Your instructions: Reproduce every line of the records below verbatim, leaving out the pictures.

Records for this task:

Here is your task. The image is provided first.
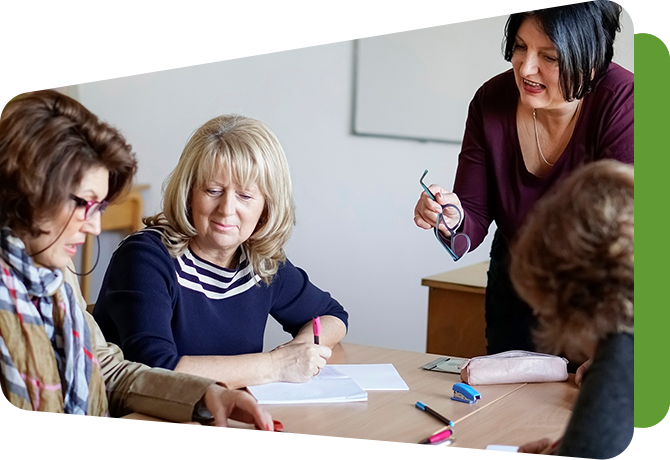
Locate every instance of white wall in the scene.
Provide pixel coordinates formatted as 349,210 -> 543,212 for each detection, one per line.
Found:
0,0 -> 504,351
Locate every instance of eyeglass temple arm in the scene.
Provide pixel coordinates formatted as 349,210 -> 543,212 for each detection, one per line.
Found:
419,169 -> 437,202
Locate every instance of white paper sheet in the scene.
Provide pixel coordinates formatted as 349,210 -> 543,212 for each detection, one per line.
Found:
482,444 -> 519,460
247,366 -> 368,404
328,364 -> 409,391
205,436 -> 265,460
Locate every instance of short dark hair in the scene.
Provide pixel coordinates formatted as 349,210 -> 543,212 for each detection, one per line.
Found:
0,89 -> 137,237
503,0 -> 622,101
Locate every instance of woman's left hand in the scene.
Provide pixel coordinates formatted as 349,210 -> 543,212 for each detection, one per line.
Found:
204,384 -> 274,441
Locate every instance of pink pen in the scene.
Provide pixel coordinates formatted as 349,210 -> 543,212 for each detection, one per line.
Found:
312,316 -> 321,345
398,428 -> 454,455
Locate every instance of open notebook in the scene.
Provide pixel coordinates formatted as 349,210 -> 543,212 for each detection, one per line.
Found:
247,366 -> 368,404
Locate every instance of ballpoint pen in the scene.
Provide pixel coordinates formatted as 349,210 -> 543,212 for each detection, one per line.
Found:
312,316 -> 321,345
273,420 -> 305,441
400,437 -> 455,458
398,428 -> 454,455
414,401 -> 454,426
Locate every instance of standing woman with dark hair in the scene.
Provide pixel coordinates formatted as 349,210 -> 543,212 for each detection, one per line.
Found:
0,90 -> 273,460
414,0 -> 633,360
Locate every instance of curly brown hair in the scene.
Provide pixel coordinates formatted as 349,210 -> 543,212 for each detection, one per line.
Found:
510,160 -> 635,358
0,89 -> 137,237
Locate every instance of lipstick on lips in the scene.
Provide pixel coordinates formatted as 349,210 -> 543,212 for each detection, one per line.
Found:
523,78 -> 546,94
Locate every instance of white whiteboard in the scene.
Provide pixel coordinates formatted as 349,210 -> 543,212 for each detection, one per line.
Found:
352,0 -> 635,143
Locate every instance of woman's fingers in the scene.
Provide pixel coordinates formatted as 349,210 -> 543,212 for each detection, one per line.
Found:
124,422 -> 221,460
205,385 -> 274,441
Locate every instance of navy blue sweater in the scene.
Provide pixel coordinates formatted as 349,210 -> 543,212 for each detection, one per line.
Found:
93,229 -> 348,369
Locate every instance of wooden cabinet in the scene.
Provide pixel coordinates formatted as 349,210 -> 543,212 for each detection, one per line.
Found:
421,261 -> 489,358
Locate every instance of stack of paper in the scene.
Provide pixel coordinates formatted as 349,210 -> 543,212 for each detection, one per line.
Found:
247,366 -> 368,404
248,364 -> 409,404
324,363 -> 409,391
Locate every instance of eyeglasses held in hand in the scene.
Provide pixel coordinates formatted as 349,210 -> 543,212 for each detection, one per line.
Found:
419,169 -> 470,262
70,194 -> 109,220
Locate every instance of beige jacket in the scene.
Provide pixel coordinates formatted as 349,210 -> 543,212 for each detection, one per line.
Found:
0,269 -> 214,460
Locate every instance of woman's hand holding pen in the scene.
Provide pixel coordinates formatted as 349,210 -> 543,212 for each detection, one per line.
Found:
204,385 -> 274,441
414,184 -> 463,236
124,385 -> 274,460
270,340 -> 332,382
123,422 -> 221,460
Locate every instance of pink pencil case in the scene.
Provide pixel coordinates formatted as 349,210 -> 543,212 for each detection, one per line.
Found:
461,350 -> 568,385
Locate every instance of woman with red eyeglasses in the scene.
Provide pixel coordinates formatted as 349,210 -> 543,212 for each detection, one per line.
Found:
0,90 -> 274,460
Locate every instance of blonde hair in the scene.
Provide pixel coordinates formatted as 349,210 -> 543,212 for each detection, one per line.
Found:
144,115 -> 295,284
510,160 -> 635,358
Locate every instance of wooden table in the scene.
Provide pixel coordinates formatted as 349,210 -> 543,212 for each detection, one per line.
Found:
421,261 -> 489,358
89,344 -> 577,460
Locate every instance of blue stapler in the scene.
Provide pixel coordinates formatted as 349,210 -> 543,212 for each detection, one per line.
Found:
451,383 -> 482,404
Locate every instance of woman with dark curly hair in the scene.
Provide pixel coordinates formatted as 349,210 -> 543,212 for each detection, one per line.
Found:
0,90 -> 273,460
511,160 -> 635,460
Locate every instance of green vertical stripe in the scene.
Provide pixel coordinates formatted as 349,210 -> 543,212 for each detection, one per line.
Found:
635,30 -> 670,430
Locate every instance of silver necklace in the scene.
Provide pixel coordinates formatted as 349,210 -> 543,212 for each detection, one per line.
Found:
533,109 -> 556,168
533,101 -> 582,168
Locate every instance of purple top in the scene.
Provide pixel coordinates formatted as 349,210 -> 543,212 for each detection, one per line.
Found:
454,63 -> 633,249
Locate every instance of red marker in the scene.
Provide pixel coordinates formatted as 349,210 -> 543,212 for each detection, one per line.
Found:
312,316 -> 321,345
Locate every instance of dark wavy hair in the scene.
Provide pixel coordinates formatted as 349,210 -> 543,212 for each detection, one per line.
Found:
503,0 -> 622,101
510,160 -> 635,358
0,89 -> 137,237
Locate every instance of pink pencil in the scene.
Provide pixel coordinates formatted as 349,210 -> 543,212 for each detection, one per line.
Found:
312,316 -> 321,345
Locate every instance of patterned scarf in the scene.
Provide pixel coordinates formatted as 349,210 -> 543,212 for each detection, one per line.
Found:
0,228 -> 107,431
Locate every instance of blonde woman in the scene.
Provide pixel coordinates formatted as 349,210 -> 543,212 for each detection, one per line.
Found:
93,115 -> 348,388
0,90 -> 274,460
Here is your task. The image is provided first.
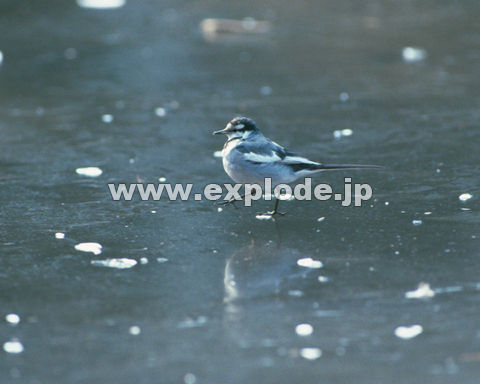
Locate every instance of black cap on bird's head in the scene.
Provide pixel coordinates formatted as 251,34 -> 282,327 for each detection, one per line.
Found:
213,117 -> 259,135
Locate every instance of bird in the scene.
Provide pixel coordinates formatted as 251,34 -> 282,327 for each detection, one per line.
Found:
213,117 -> 383,216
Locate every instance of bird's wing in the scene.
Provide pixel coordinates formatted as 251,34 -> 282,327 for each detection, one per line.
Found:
236,141 -> 319,172
235,141 -> 286,164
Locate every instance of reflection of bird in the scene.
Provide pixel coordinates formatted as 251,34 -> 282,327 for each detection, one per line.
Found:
213,117 -> 382,215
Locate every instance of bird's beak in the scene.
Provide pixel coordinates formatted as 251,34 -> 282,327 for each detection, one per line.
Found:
213,123 -> 233,135
213,128 -> 227,135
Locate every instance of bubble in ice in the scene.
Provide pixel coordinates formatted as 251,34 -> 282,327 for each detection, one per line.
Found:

Full solution:
Here is your task. The image is provided first.
Locate every instance of white wall in the scene.
Provide pixel coordinates formatted as 349,210 -> 543,212 for each detection, one per line.
Found:
0,0 -> 504,351
Locate every instance of eyeglass temple arm in the scene.
Provide pixel coordinates formatted as 349,210 -> 543,212 for each detection, one per line.
Found:
419,169 -> 437,202
Locate every instance of white paper sheet in the scene.
Provide pixel coordinates formatted as 349,210 -> 543,212 for each detection, one per line.
Found:
482,444 -> 519,460
247,366 -> 368,404
328,364 -> 409,391
205,436 -> 265,460
Locate every instance of short dark hair in the scene.
Provide pixel coordinates formatted as 349,210 -> 543,212 for each detection, one per line.
Found:
0,89 -> 137,237
503,0 -> 622,101
Locate every instance of woman's left hand in the scene.
Provide pixel coordinates formatted as 349,210 -> 543,212 for each detection, one per line.
Found:
204,384 -> 274,441
Locate every instance of pink pen in the scene.
Provide pixel coordinates formatted as 349,210 -> 543,212 for each detection, one per line.
Found:
312,316 -> 321,345
398,428 -> 454,455
Locate every instance of open notebook in the scene.
Provide pixel coordinates formatted as 349,210 -> 543,212 for each detection, one per line.
Found:
247,366 -> 368,404
Locate every instance of ballpoint pen in the scene.
Provide pixel coordinates formatted as 349,210 -> 543,212 for each detection, one per line.
Found:
312,316 -> 321,345
273,420 -> 305,441
400,437 -> 455,458
398,428 -> 454,455
414,401 -> 454,426
Locate every instance of standing woman with dark hair in the scene.
Provide pixel coordinates formatted as 349,210 -> 543,212 for each detection, one per line.
Found:
0,90 -> 273,460
414,0 -> 633,360
Locate every instance of curly brown hair in the scene.
Provide pixel coordinates formatted as 349,210 -> 543,212 for each detection, one per line.
Found:
510,160 -> 635,358
0,89 -> 137,237
Locate every instance of lipstick on lips in the scene.
Provide pixel coordinates formatted as 349,210 -> 543,212 for each detection, one per line.
Found:
523,78 -> 546,94
Locate every instance of white whiteboard in the scene.
Provide pixel coordinates formatted as 349,210 -> 543,212 for each detection, one per line.
Found:
352,0 -> 635,143
Locate every instance of woman's fingers in the scene.
Provide pixel coordinates formatted as 349,210 -> 543,212 for each detection, one per line.
Found:
124,422 -> 221,460
205,385 -> 274,441
Locate every instance of navy blue sweater in the scene.
Provide pixel coordinates formatted as 349,210 -> 543,212 for each detection, one per line.
Found:
93,229 -> 348,369
Locate every instance of wooden cabinet in the scene.
Provide pixel coordinates formatted as 349,210 -> 543,212 for each detection, one per line.
Found:
421,261 -> 489,358
Locate every instance of stack of paper in the scene.
Provide pixel coordinates formatted as 349,210 -> 543,212 for each detection, one per line.
Found:
247,366 -> 368,404
248,364 -> 409,404
324,363 -> 409,391
Locate every instance of eyeglasses held in hand in the scene.
Provide pixel coordinates formatted as 349,210 -> 543,212 for each detection, one per line.
Found:
419,169 -> 470,262
70,194 -> 109,220
Locate every instance of beige jacket in the scene.
Provide pixel coordinates formatted as 349,210 -> 543,212 for each detection, one per line.
Found:
0,269 -> 214,460
Locate every instance of woman's hand holding pen in the scene.
Provide pixel coordinates formatted as 349,210 -> 543,212 for each detection, one per line.
Found:
204,385 -> 274,441
414,184 -> 463,236
124,385 -> 274,460
270,340 -> 332,382
123,422 -> 221,460
Locate every instance of pink pencil case in the scene.
Provide pixel coordinates formatted as 349,210 -> 543,212 for each detection, one per line.
Found:
461,350 -> 568,385
Locate every instance of woman with red eyeglasses in the scene.
Provide pixel coordinates formatted as 349,210 -> 543,212 for each detection, one per line.
Found:
0,90 -> 274,460
Locate every instance of blonde hair in the scene.
Provide pixel coordinates formatted as 349,210 -> 543,212 for each detection, one per line.
Found:
144,115 -> 295,284
510,160 -> 635,358
Locate every instance of wooden table in the scene.
Provide pixel coordinates formatted as 349,210 -> 543,212 for each detection, one per line.
Found:
421,261 -> 489,358
89,344 -> 577,460
Locate every instance of blue stapler in the scene.
Provide pixel coordinates formatted as 349,210 -> 543,212 for each detection, one per line.
Found:
451,383 -> 482,404
Locate every instance of woman with dark curly hair in the scene.
Provide pixel coordinates formatted as 349,210 -> 543,212 for each detection, one per line.
Found:
0,90 -> 273,460
511,160 -> 635,460
Locate every instance of green vertical stripe in the scene.
Provide pixel coordinates formatted as 349,210 -> 543,212 for each detection, one per line.
Found:
635,30 -> 670,430
Locate every instance of silver necklace in the scene.
Provide pixel coordinates formatted as 349,210 -> 543,212 for each detection, one per line.
Found:
533,109 -> 556,168
533,101 -> 582,168
Locate every instance of purple top in the scene.
Provide pixel coordinates formatted as 349,210 -> 543,212 for each detection, one per line.
Found:
454,63 -> 633,249
Locate every instance of red marker in the scene.
Provide pixel coordinates formatted as 349,210 -> 543,212 for each detection, one per line.
Found:
312,316 -> 321,345
Locate every instance of dark wavy hair in the scene.
Provide pixel coordinates formatted as 349,210 -> 543,212 for each detection, one per line.
Found:
503,0 -> 622,101
510,160 -> 635,358
0,89 -> 137,237
Locate every instance of pink pencil in the scene.
Provide pixel coordinates formatted as 349,210 -> 543,212 for each detection, one per line.
Found:
312,316 -> 321,345
Locate every instance of patterned scarf in the scene.
Provide pixel coordinates formatted as 349,210 -> 543,212 for each detection, one per line.
Found:
0,228 -> 107,431
Locate every instance of blonde woman in the scene.
Provide pixel coordinates formatted as 349,210 -> 543,212 for each detection, one per line.
Found:
93,115 -> 348,388
0,90 -> 274,460
Here is your task. The image is provided first.
Locate every instance of black cap on bird's head in the scene.
Provide pixel coordinates formatted as 251,34 -> 282,327 for each detection, one per line.
Found:
213,117 -> 259,135
Locate every instance of bird in the scene.
Provide pixel coordinates formatted as 251,34 -> 282,327 for each detection, one per line.
Found:
213,117 -> 383,216
Locate every instance of bird's wing in the scene.
Provide pixel coordinates formatted as 251,34 -> 282,327 for each detection, one per line.
Found:
236,141 -> 319,172
235,141 -> 286,164
Locate every instance of reflection of bird in the scene.
Provide pixel coordinates formatted as 251,34 -> 282,327 for each detection, one per line.
Found:
213,117 -> 382,215
Locate every instance of bird's beak in the scene.
Provide pixel coordinates formatted as 251,34 -> 282,327 for each detection, one per line.
Found:
213,123 -> 233,135
213,128 -> 227,135
Locate every instance of bubble in ice in the scene.
Provide pixel coordinates formatted as 251,34 -> 282,327 for each detection, one per line.
Found:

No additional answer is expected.